Write the material out again exactly as it stands.
---------- Stored rows
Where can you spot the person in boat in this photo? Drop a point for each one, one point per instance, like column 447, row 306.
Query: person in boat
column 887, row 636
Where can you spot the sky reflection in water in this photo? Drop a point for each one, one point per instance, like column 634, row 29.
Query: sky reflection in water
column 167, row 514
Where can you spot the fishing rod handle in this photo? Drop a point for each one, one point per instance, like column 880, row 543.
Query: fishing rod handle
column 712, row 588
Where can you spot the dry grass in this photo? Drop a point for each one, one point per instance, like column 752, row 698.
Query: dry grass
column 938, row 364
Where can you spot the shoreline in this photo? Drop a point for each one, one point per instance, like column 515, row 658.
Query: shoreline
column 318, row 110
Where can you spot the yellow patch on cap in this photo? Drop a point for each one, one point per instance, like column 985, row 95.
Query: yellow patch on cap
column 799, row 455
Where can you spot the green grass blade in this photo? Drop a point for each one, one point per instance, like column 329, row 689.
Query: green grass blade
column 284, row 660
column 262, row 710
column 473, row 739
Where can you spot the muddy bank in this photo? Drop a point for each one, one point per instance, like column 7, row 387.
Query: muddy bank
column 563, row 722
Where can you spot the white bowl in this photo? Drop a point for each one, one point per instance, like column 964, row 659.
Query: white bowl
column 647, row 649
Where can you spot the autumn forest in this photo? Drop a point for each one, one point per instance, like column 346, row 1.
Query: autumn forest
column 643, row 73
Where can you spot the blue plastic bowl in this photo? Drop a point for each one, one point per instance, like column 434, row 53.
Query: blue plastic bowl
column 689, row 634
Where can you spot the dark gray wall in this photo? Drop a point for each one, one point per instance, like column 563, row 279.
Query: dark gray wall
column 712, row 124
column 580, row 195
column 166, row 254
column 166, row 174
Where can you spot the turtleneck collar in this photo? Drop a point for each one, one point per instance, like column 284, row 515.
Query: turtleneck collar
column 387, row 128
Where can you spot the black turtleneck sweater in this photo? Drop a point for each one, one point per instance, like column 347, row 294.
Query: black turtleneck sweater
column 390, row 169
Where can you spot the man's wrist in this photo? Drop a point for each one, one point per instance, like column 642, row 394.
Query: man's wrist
--------------------
**Result:**
Where can you spot the person in boat in this photo? Drop a point for each one, one point per instance, like column 447, row 306.
Query: person in boat
column 887, row 636
Where can you spot the sky reflection in water in this photo? Drop a point for each one, one point per instance, like column 634, row 29.
Query: sky reflection in water
column 167, row 514
Where can you spot the fishing rod handle in this photo? Drop a point for each one, one point per instance, like column 880, row 543.
Query: fishing rod handle
column 712, row 588
Where can you spot the dry grass in this photo? Drop a point for each one, one point per instance, like column 752, row 698.
Query: dry grass
column 938, row 364
Where can you spot the shoreline in this photo? Drop a point for each one, one point per instance, like column 515, row 658.
Query: shoreline
column 318, row 110
Where can you spot the yellow patch on cap in this photo? Drop a point for each one, one point per instance, like column 985, row 95.
Query: yellow patch on cap
column 799, row 455
Where can you spot the green grass blade in this photo? Drop a point for each one, one point per instance, like column 329, row 689.
Query: green grass blade
column 284, row 660
column 262, row 710
column 473, row 739
Where can you spot the muddy bank in this photo? Drop a point for each one, one point per instance, like column 7, row 387.
Query: muddy bank
column 563, row 722
Where can you spot the white bowl in this photo? Drop a point for each one, one point per instance, like column 964, row 659.
Query: white bowl
column 647, row 649
Where can you spot the autumn forest in this photo? Drop a point for each one, one point per instance, like column 346, row 1.
Query: autumn forest
column 643, row 73
Where can you spot the blue plastic bowl in this photo? Drop a point for each one, one point per instance, like column 434, row 53.
Query: blue plastic bowl
column 689, row 634
Where can you spot the dark gray wall in this photo? Drop a point for each one, one point per instance, like column 563, row 279.
Query: dark gray wall
column 712, row 124
column 580, row 195
column 166, row 254
column 166, row 174
Where can you spot the turtleneck collar in this photo? Drop a point for each one, one point per instance, like column 284, row 515.
Query: turtleneck collar
column 387, row 128
Where can you spot the black turtleneck sweater in this photo? Drop a point for each one, one point per instance, like column 347, row 294.
Query: black turtleneck sweater
column 390, row 169
Where can you spot the man's wrist in this photo? Drop a point for each one, one point per instance, like column 642, row 394.
Query: man's wrist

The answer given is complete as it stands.